WHAT YOU HAVE TO DO: Count only the lines of the records that hold "below", then give the number without any other words.

::: SUPPLIED DATA

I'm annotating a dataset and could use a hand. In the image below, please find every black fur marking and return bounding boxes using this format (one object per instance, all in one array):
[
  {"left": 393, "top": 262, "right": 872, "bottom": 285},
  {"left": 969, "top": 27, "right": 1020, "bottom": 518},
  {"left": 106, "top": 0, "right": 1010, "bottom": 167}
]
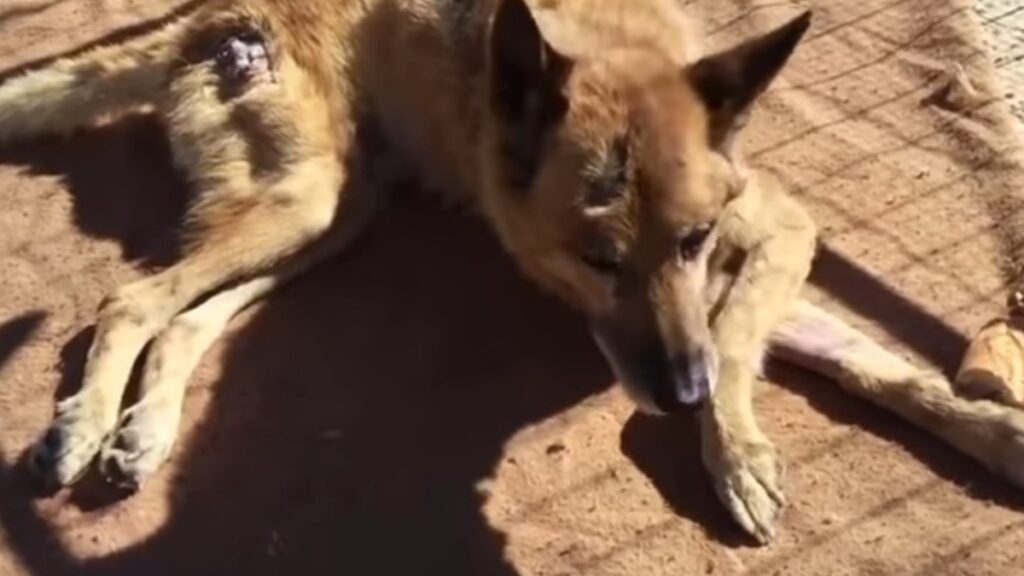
[
  {"left": 687, "top": 11, "right": 811, "bottom": 152},
  {"left": 490, "top": 0, "right": 573, "bottom": 191},
  {"left": 499, "top": 126, "right": 545, "bottom": 191},
  {"left": 437, "top": 0, "right": 487, "bottom": 54}
]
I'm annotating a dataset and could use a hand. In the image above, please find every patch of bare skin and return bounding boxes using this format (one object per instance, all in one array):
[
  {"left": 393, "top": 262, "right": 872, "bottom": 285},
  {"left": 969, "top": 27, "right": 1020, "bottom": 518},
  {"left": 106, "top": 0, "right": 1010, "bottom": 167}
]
[{"left": 216, "top": 31, "right": 275, "bottom": 87}]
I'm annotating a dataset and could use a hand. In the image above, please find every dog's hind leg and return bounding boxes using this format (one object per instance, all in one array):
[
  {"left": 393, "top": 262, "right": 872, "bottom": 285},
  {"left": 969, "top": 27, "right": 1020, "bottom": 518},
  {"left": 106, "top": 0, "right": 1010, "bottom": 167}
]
[
  {"left": 30, "top": 42, "right": 363, "bottom": 487},
  {"left": 98, "top": 172, "right": 380, "bottom": 489},
  {"left": 97, "top": 275, "right": 280, "bottom": 488},
  {"left": 31, "top": 154, "right": 349, "bottom": 487},
  {"left": 771, "top": 300, "right": 1024, "bottom": 489}
]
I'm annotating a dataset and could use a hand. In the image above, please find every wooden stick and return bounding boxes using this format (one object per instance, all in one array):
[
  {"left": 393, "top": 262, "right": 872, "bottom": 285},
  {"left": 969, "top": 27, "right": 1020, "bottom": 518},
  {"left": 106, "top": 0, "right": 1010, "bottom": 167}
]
[{"left": 955, "top": 291, "right": 1024, "bottom": 407}]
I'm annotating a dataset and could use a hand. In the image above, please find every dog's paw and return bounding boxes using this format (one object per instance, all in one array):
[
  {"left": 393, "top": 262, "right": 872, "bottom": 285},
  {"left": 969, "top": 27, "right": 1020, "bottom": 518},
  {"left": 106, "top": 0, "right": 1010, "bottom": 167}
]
[
  {"left": 703, "top": 434, "right": 785, "bottom": 545},
  {"left": 909, "top": 371, "right": 1024, "bottom": 489},
  {"left": 99, "top": 402, "right": 178, "bottom": 491},
  {"left": 30, "top": 395, "right": 113, "bottom": 487},
  {"left": 983, "top": 404, "right": 1024, "bottom": 487}
]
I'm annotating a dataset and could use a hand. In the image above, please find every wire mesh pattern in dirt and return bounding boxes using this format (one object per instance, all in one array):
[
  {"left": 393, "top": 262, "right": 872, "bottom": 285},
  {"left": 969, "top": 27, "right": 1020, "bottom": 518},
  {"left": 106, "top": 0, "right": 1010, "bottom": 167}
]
[
  {"left": 0, "top": 1, "right": 1023, "bottom": 576},
  {"left": 975, "top": 0, "right": 1024, "bottom": 126}
]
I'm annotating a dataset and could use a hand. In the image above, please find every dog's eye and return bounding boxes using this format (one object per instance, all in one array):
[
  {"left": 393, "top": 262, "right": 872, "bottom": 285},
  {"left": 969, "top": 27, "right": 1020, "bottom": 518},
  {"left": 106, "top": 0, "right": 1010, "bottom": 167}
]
[
  {"left": 678, "top": 224, "right": 713, "bottom": 261},
  {"left": 581, "top": 244, "right": 622, "bottom": 275},
  {"left": 582, "top": 252, "right": 621, "bottom": 275}
]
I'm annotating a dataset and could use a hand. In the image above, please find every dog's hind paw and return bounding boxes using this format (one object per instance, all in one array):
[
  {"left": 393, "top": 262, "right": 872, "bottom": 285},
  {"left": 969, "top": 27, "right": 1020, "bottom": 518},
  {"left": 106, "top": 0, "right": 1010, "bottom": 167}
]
[
  {"left": 982, "top": 405, "right": 1024, "bottom": 488},
  {"left": 98, "top": 401, "right": 178, "bottom": 491},
  {"left": 30, "top": 395, "right": 113, "bottom": 488}
]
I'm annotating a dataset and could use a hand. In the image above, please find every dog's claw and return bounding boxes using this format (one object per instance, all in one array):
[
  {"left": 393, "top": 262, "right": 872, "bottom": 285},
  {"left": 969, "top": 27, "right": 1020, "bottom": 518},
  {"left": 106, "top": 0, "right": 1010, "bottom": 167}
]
[
  {"left": 971, "top": 399, "right": 1024, "bottom": 488},
  {"left": 99, "top": 402, "right": 177, "bottom": 490},
  {"left": 29, "top": 395, "right": 112, "bottom": 488},
  {"left": 704, "top": 435, "right": 785, "bottom": 545}
]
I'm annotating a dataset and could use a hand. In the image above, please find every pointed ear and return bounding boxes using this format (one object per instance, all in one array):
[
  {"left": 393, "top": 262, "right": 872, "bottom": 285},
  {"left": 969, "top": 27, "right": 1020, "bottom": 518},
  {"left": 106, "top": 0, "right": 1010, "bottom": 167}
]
[
  {"left": 489, "top": 0, "right": 575, "bottom": 189},
  {"left": 490, "top": 0, "right": 573, "bottom": 121},
  {"left": 686, "top": 11, "right": 812, "bottom": 154}
]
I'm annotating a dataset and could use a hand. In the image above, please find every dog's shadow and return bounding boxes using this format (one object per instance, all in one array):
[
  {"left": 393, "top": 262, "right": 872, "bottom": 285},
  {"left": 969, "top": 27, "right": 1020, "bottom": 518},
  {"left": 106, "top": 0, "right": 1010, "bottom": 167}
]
[
  {"left": 0, "top": 115, "right": 187, "bottom": 268},
  {"left": 1, "top": 113, "right": 633, "bottom": 573},
  {"left": 85, "top": 196, "right": 622, "bottom": 575},
  {"left": 619, "top": 411, "right": 756, "bottom": 547}
]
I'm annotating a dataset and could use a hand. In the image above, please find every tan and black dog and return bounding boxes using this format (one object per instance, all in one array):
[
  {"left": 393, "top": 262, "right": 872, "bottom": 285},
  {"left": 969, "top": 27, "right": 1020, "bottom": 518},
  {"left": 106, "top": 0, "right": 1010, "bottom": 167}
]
[{"left": 1, "top": 0, "right": 1022, "bottom": 544}]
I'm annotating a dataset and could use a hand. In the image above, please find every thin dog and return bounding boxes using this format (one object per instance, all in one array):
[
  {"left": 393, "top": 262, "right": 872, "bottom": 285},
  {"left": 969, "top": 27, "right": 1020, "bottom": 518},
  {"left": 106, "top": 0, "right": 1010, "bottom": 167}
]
[{"left": 0, "top": 0, "right": 1021, "bottom": 544}]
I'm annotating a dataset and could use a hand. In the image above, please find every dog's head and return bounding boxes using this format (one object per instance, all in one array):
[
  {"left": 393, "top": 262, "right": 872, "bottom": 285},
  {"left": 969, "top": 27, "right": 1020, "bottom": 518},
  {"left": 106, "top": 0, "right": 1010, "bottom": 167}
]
[{"left": 481, "top": 0, "right": 810, "bottom": 414}]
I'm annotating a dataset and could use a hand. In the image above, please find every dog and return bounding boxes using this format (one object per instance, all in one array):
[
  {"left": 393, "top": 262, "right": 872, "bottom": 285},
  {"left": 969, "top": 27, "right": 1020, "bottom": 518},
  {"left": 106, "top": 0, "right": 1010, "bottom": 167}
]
[{"left": 1, "top": 0, "right": 1022, "bottom": 545}]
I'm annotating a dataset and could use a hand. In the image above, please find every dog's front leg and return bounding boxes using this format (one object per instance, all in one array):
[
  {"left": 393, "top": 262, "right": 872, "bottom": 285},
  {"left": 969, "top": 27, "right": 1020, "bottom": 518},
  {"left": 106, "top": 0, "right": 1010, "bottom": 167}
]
[{"left": 701, "top": 177, "right": 817, "bottom": 544}]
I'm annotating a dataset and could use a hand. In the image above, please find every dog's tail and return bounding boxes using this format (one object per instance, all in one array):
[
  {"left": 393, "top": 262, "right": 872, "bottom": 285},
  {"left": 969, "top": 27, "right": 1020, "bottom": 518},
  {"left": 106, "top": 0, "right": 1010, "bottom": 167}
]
[
  {"left": 770, "top": 299, "right": 1024, "bottom": 487},
  {"left": 0, "top": 16, "right": 191, "bottom": 142}
]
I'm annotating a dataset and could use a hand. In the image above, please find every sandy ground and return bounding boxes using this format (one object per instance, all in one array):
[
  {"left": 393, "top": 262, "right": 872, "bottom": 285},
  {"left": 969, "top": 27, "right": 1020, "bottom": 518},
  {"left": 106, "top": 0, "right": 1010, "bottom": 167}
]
[{"left": 2, "top": 0, "right": 1024, "bottom": 575}]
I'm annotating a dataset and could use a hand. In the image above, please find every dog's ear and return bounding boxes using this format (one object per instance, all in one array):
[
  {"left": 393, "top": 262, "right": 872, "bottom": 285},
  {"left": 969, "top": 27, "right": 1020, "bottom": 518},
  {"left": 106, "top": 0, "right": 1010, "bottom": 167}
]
[
  {"left": 686, "top": 11, "right": 811, "bottom": 155},
  {"left": 490, "top": 0, "right": 574, "bottom": 188},
  {"left": 490, "top": 0, "right": 572, "bottom": 121}
]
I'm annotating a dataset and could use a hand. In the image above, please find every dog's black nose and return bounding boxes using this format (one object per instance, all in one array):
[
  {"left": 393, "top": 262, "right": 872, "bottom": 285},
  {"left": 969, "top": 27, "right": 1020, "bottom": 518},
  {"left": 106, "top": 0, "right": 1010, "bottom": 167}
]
[{"left": 671, "top": 353, "right": 714, "bottom": 408}]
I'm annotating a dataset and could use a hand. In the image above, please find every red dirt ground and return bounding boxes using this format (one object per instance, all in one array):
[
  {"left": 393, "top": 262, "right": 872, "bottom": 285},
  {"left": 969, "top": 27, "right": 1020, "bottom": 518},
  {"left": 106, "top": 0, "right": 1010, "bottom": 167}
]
[{"left": 1, "top": 1, "right": 1024, "bottom": 575}]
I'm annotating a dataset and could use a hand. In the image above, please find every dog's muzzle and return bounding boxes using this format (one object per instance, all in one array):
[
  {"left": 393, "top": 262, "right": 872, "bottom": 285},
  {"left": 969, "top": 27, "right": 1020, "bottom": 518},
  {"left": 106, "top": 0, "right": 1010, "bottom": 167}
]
[{"left": 592, "top": 327, "right": 717, "bottom": 414}]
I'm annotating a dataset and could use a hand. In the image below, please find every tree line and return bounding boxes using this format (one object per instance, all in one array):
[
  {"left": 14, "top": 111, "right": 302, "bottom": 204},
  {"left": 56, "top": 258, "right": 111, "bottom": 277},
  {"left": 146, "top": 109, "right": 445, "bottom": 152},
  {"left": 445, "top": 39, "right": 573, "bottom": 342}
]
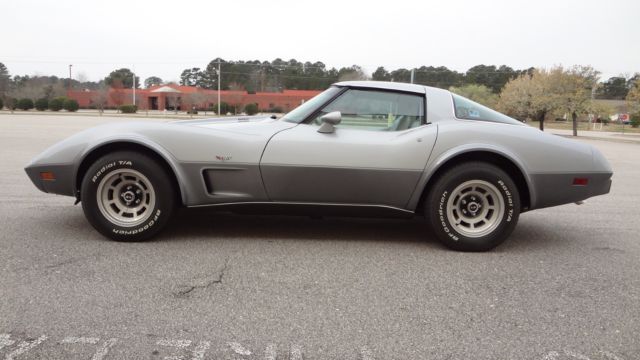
[
  {"left": 1, "top": 59, "right": 637, "bottom": 98},
  {"left": 1, "top": 60, "right": 639, "bottom": 129}
]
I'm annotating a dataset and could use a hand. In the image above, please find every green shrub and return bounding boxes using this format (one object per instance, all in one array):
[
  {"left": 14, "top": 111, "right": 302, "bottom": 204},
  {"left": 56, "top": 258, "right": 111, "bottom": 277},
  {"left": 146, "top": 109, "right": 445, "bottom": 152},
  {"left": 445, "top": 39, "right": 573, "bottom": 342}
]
[
  {"left": 48, "top": 97, "right": 66, "bottom": 111},
  {"left": 63, "top": 99, "right": 79, "bottom": 112},
  {"left": 7, "top": 98, "right": 18, "bottom": 110},
  {"left": 213, "top": 102, "right": 230, "bottom": 115},
  {"left": 35, "top": 98, "right": 49, "bottom": 111},
  {"left": 267, "top": 106, "right": 283, "bottom": 113},
  {"left": 244, "top": 103, "right": 258, "bottom": 115},
  {"left": 0, "top": 98, "right": 3, "bottom": 109},
  {"left": 631, "top": 113, "right": 640, "bottom": 128},
  {"left": 17, "top": 98, "right": 34, "bottom": 111},
  {"left": 119, "top": 104, "right": 137, "bottom": 113}
]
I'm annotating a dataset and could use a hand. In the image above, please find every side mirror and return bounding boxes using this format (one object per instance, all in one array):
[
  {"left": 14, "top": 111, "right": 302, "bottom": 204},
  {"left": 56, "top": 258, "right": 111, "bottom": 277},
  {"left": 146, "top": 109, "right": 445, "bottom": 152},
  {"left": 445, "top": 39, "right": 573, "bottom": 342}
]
[{"left": 317, "top": 111, "right": 341, "bottom": 133}]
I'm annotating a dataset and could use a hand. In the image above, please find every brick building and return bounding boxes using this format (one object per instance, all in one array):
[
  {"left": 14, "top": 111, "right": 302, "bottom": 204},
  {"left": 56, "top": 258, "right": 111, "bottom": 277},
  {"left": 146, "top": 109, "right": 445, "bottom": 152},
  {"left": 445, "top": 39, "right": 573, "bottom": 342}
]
[{"left": 67, "top": 84, "right": 321, "bottom": 113}]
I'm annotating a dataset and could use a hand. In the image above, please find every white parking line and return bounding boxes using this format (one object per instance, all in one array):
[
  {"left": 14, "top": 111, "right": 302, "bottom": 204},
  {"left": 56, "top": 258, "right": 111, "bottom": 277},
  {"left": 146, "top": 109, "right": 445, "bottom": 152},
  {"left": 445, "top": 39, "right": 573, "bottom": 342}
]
[
  {"left": 0, "top": 335, "right": 15, "bottom": 351},
  {"left": 155, "top": 339, "right": 194, "bottom": 360},
  {"left": 0, "top": 333, "right": 630, "bottom": 360},
  {"left": 565, "top": 350, "right": 591, "bottom": 360},
  {"left": 4, "top": 335, "right": 47, "bottom": 360},
  {"left": 91, "top": 338, "right": 117, "bottom": 360},
  {"left": 601, "top": 351, "right": 625, "bottom": 360},
  {"left": 264, "top": 343, "right": 277, "bottom": 360},
  {"left": 360, "top": 346, "right": 375, "bottom": 360},
  {"left": 228, "top": 342, "right": 252, "bottom": 356},
  {"left": 191, "top": 341, "right": 210, "bottom": 360},
  {"left": 157, "top": 339, "right": 193, "bottom": 349},
  {"left": 61, "top": 336, "right": 100, "bottom": 344},
  {"left": 290, "top": 344, "right": 303, "bottom": 360}
]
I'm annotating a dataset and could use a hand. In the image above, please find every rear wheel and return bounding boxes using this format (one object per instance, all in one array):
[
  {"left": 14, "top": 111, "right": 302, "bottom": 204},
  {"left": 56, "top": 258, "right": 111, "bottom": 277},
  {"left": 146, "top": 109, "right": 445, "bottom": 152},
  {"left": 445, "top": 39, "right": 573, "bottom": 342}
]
[
  {"left": 80, "top": 151, "right": 176, "bottom": 241},
  {"left": 426, "top": 162, "right": 520, "bottom": 251}
]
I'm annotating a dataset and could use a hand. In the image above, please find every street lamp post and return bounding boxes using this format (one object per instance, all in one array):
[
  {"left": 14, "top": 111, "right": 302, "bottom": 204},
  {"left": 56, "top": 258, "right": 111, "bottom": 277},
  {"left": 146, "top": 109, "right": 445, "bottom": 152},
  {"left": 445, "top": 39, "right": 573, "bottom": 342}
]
[
  {"left": 217, "top": 60, "right": 221, "bottom": 116},
  {"left": 68, "top": 64, "right": 73, "bottom": 94},
  {"left": 132, "top": 71, "right": 136, "bottom": 106}
]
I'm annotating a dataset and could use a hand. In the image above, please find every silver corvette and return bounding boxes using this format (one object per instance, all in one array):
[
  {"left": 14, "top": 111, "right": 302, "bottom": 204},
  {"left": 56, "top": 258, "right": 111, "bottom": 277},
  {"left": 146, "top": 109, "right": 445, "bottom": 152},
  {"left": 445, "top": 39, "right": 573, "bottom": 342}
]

::::::

TASK OUTPUT: 2